*Stated task:* Please retype the listing below, starting at the line that contains "Target: metal gate hinge" and ending at the line that contains "x=238, y=151", leaving out the pictures.

Provided records start

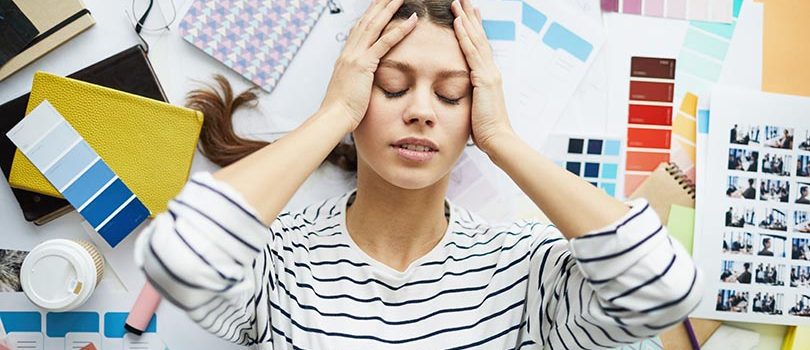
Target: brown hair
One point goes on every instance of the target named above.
(219, 142)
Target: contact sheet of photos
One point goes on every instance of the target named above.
(754, 246)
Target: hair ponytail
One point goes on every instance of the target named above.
(218, 140)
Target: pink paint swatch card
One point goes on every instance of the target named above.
(699, 10)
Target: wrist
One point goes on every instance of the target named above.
(338, 116)
(495, 144)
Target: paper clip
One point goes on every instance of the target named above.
(334, 6)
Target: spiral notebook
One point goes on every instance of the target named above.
(255, 38)
(665, 187)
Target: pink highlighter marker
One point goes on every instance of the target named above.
(145, 306)
(3, 345)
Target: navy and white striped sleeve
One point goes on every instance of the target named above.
(613, 286)
(201, 254)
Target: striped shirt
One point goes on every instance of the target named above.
(303, 283)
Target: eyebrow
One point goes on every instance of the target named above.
(404, 67)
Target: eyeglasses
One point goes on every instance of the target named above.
(138, 23)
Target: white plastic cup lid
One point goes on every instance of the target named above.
(58, 275)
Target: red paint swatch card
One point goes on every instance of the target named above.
(649, 118)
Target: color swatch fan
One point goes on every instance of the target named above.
(255, 38)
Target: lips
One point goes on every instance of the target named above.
(415, 149)
(417, 144)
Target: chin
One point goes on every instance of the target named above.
(412, 179)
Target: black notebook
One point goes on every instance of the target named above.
(16, 31)
(128, 71)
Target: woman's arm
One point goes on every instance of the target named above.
(269, 177)
(618, 277)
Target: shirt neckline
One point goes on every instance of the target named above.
(381, 267)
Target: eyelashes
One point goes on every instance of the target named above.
(402, 93)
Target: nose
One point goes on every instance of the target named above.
(420, 110)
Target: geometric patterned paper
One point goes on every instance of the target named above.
(255, 38)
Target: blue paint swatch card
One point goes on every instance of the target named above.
(80, 175)
(596, 159)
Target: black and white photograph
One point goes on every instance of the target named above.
(801, 221)
(803, 166)
(744, 134)
(10, 264)
(742, 187)
(803, 138)
(803, 193)
(738, 243)
(778, 137)
(800, 276)
(743, 159)
(800, 249)
(774, 190)
(801, 305)
(740, 217)
(736, 272)
(776, 164)
(773, 219)
(770, 274)
(767, 303)
(771, 245)
(732, 301)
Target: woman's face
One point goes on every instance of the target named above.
(421, 98)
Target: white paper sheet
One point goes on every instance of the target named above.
(557, 45)
(769, 289)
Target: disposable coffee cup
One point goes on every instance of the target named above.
(60, 274)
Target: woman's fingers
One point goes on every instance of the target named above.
(393, 36)
(473, 24)
(360, 26)
(467, 46)
(378, 22)
(460, 12)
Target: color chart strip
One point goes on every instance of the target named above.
(595, 159)
(700, 10)
(699, 66)
(649, 120)
(701, 58)
(557, 37)
(76, 170)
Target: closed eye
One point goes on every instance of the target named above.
(401, 93)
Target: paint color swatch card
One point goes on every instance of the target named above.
(500, 22)
(684, 136)
(649, 119)
(754, 238)
(595, 159)
(699, 10)
(557, 46)
(37, 330)
(80, 175)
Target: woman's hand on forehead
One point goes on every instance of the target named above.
(488, 117)
(349, 89)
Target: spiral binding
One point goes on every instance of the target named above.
(675, 171)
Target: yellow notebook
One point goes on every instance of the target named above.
(148, 143)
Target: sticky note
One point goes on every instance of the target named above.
(76, 170)
(560, 38)
(533, 19)
(500, 30)
(681, 225)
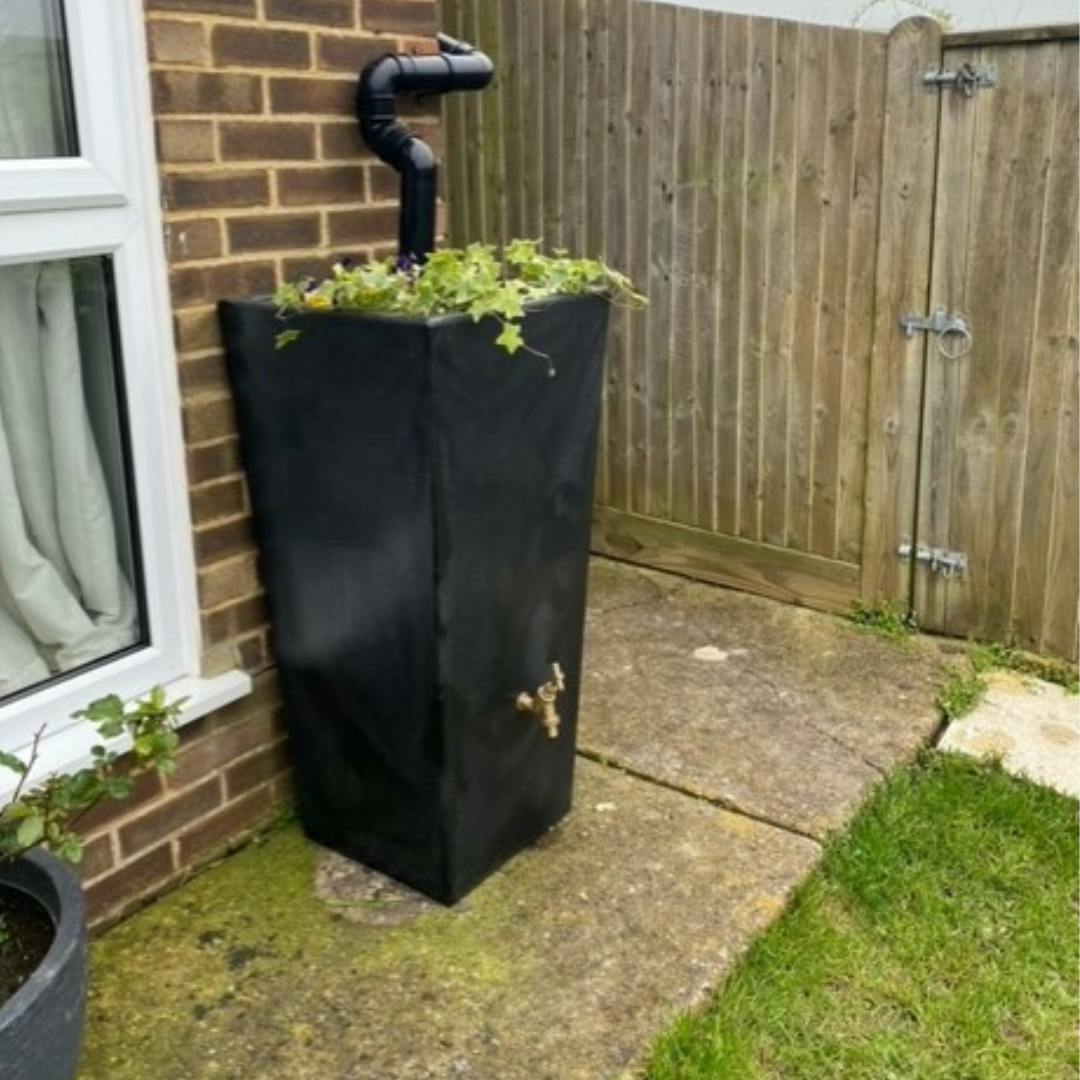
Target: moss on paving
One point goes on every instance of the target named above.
(247, 939)
(936, 941)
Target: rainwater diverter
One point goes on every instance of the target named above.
(457, 66)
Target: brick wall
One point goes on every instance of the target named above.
(264, 178)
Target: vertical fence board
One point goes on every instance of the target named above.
(613, 191)
(551, 116)
(759, 76)
(682, 447)
(728, 353)
(811, 138)
(865, 198)
(780, 287)
(515, 118)
(706, 268)
(1053, 394)
(638, 154)
(833, 315)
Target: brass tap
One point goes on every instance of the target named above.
(542, 703)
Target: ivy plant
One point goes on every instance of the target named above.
(481, 281)
(49, 811)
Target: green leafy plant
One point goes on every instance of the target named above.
(480, 281)
(962, 690)
(889, 619)
(49, 811)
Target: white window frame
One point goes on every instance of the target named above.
(106, 202)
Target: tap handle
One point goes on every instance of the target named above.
(557, 677)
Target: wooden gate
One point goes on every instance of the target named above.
(998, 463)
(785, 193)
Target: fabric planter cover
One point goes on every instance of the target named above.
(421, 503)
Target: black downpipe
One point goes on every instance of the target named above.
(457, 66)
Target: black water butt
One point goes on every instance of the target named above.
(421, 504)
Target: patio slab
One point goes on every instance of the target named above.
(779, 712)
(1034, 727)
(562, 967)
(721, 736)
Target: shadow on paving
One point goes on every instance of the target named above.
(568, 961)
(785, 714)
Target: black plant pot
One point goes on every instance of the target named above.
(41, 1024)
(421, 503)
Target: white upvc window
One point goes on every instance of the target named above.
(97, 581)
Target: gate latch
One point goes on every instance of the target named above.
(968, 78)
(948, 564)
(943, 323)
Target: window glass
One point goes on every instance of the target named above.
(37, 119)
(68, 556)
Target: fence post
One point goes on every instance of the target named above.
(902, 281)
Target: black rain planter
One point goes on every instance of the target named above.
(421, 502)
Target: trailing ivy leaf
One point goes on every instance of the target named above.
(510, 338)
(31, 828)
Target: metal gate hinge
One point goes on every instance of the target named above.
(968, 78)
(948, 564)
(943, 323)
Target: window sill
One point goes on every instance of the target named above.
(69, 750)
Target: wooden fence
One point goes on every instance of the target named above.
(784, 193)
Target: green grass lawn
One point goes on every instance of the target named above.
(936, 940)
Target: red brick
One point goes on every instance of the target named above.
(256, 769)
(216, 542)
(203, 374)
(183, 140)
(311, 266)
(312, 12)
(193, 239)
(171, 815)
(197, 329)
(213, 461)
(240, 8)
(313, 187)
(400, 16)
(225, 499)
(96, 858)
(383, 184)
(171, 41)
(192, 285)
(338, 52)
(267, 140)
(310, 94)
(227, 581)
(366, 225)
(274, 232)
(208, 418)
(211, 190)
(205, 92)
(145, 786)
(246, 46)
(223, 828)
(254, 653)
(340, 139)
(218, 748)
(113, 890)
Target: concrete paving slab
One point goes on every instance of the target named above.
(1034, 727)
(780, 712)
(562, 967)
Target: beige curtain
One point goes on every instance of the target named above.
(64, 598)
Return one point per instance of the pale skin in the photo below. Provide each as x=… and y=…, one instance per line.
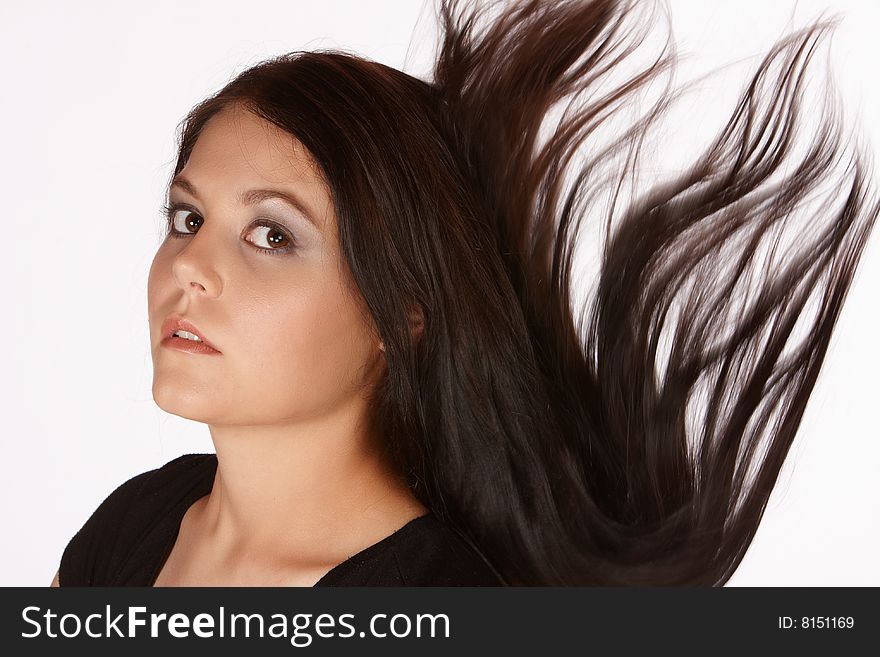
x=300, y=486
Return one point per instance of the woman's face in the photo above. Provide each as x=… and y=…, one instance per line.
x=295, y=342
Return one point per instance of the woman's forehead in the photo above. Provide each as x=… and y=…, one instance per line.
x=238, y=151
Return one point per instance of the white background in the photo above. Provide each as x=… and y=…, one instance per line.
x=92, y=93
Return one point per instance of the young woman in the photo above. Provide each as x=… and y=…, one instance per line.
x=365, y=293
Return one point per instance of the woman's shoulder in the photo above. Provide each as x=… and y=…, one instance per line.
x=425, y=552
x=119, y=524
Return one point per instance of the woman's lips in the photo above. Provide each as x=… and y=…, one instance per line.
x=190, y=346
x=176, y=323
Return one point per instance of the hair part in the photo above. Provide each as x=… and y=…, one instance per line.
x=554, y=438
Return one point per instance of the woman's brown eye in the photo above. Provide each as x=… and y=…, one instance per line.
x=182, y=222
x=273, y=236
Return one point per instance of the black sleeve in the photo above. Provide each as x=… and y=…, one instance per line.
x=88, y=559
x=125, y=524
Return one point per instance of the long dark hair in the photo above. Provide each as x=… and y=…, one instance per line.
x=633, y=440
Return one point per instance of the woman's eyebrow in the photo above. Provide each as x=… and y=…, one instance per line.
x=254, y=196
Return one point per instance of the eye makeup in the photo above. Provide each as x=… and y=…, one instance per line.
x=170, y=210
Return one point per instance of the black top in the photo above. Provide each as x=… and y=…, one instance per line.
x=130, y=535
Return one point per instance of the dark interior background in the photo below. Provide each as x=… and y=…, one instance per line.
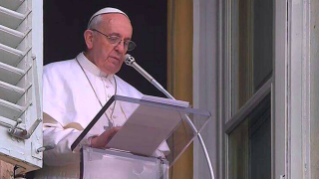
x=66, y=21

Provided records end

*Expected answer:*
Target: metal gate hinge
One point goes on every instance of the target named above.
(968, 78)
(948, 564)
(943, 323)
Target: window sill
One point goes on every instance of the target named above.
(69, 750)
Target: wooden fence
One point goes on every instance of the target named above.
(784, 193)
Target: green grass lawn
One point goes on every instance of the target named above.
(936, 940)
Target: red brick
One point goes on every instance of the target named above.
(256, 769)
(216, 542)
(203, 374)
(183, 140)
(311, 266)
(312, 12)
(193, 239)
(171, 815)
(197, 329)
(213, 461)
(240, 8)
(313, 187)
(400, 16)
(225, 499)
(96, 858)
(383, 184)
(171, 41)
(192, 285)
(338, 52)
(267, 140)
(310, 94)
(227, 581)
(366, 225)
(274, 232)
(208, 418)
(211, 190)
(205, 92)
(145, 786)
(246, 46)
(223, 828)
(254, 653)
(340, 139)
(218, 748)
(113, 890)
Target: concrete paving slab
One point goes on every instance of the target named above.
(1034, 727)
(780, 712)
(562, 967)
Target: beige curtain
One point goes on every instance of the target named above.
(64, 598)
Return one point per instance of the pale skin in the photo below. Provide each as x=… and y=…, one instance per line.
x=300, y=486
Return one point per instance of the woman's face in the photo above. Provide each as x=… and y=…, one instance per line.
x=295, y=342
Return one point per instance of the woman's forehead in the photo above. Provide each as x=… and y=…, one instance per line.
x=238, y=151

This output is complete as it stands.